Le génie de Georges Enesco parvint à résoudre l’impossible équation : il emprunta, par exemple,  à l’Europe Centrale la nostalgie des Rhapsodies roumaines puis, pour  son unique opéra, se tourna vers le mythe universel d’ Œdipe. Se tenant à distance de la synthèse comme de l’ethnographie, le compositeur fit de l’éclectisme la substance même de son inspiration.

Dès lors, comment rendre compte de la complexité d’une telle personnalité sans la réduire à l’une ou l’autre de ses facettes? C’est le pari que relevaient avec brio ces « Rencontres musicales » de 2025 célébrant les 70 ans de sa disparition. En un mois, gala, concerts et concours dessinaient un portrait généreux et sensible du grand virtuose roumain. 

A commencer par le Concert de Gala du 13 octobre à L’Automobile Club de France qui avait inscrit au programme le rare et fabuleux l’Octuor Op. 7 pour instruments à cordes. Cette pièce maîtresse était précédée d’une présentation aussi agréable qu’érudite ainsi que de quelques œuvres pour chant et piano d’où se détachaient les 3 Etudes pour piano de Bartok ainsi qu’une jolie mélodie ukrainienne (Skoryk) interprétées par Inna Kalugina (chant) et Roman Lopatinsky (piano). Emmenés par le chef et violoniste Nicolas Dautricourt  passionné et fin connaisseur de l’Octuor Op. 7, les musiciens en donnaient une interprétation superlative. Renouvellement perpétuel, soulevée par un irrésistible et mystérieux ressac, cette immense fresque, « tour de force inouï de la part d’un adolescent de dix-neuf ans » selon Harry Halbreich, semblait en effet abolir le temps. Dans cet indescriptible tissus sonore, véritable orgie de cordes, les interprètes en osmose méritaient tous les éloges, second violon et alto solo en tête ; au final le public hypnotisé se levait d’un seul élan pour retrouver comme en rêve la Concorde illuminée.

Le Concours, autre pierre angulaire de ces manifestations, fut fondé en 1958 à Bucarest ; il comportait naturellement à l’origine une section vocale. Après une éclipse de plusieurs années la Société Musicale Française Georges Enesco, l’Institut Culturel Roumain de Paris et l’Ambassade de la Roumanie en France lui ont redonné un nouvel élan en interaction avec le « Concours Enescu de Roumanie ». Cette année, le chant se taillait donc la part du lion et présentait en plusieurs concerts la majeure partie des pièces vocales du compositeur y compris des extraits d’Oedipe tout en les mettant en perspective avec des partitions contemporaines.

• • •

CONSIGNE:
Recopiez le passage du texte sur Enesco qui va de « Dès lors, comment » jusqu'à « grand virtuose roumain. », en substituant « tableau » à « portrait ». Cette liste n'a aucun lien avec le texte sur Enesco.

• • •

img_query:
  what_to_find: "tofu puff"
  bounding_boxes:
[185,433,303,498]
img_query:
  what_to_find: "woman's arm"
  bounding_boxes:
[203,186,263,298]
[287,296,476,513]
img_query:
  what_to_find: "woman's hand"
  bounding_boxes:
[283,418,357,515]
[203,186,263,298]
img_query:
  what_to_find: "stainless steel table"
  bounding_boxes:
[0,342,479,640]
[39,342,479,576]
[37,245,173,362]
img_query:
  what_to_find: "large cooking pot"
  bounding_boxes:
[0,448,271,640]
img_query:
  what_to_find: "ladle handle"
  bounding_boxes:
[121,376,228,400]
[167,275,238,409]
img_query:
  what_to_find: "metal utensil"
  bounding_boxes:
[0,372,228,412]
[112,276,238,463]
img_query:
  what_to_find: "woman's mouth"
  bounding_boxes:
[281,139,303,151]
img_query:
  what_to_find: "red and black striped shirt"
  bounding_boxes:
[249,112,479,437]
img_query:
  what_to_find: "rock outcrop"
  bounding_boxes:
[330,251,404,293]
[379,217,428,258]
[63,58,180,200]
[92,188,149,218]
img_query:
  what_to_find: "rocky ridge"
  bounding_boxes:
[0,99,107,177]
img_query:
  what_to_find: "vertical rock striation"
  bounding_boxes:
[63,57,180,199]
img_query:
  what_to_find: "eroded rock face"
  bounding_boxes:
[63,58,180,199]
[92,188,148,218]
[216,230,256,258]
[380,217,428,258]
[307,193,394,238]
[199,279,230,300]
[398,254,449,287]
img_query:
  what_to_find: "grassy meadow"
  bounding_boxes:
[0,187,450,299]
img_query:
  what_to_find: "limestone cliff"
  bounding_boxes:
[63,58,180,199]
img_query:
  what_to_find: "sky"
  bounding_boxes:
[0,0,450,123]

• • •

CORRIGÉ:
Dès lors, comment rendre compte de la complexité d’une telle personnalité sans la réduire à l’une ou l’autre de ses facettes? C’est le pari que relevaient avec brio ces « Rencontres musicales » de 2025 célébrant les 70 ans de sa disparition. En un mois, gala, concerts et concours dessinaient un tableau généreux et sensible du grand virtuose roumain.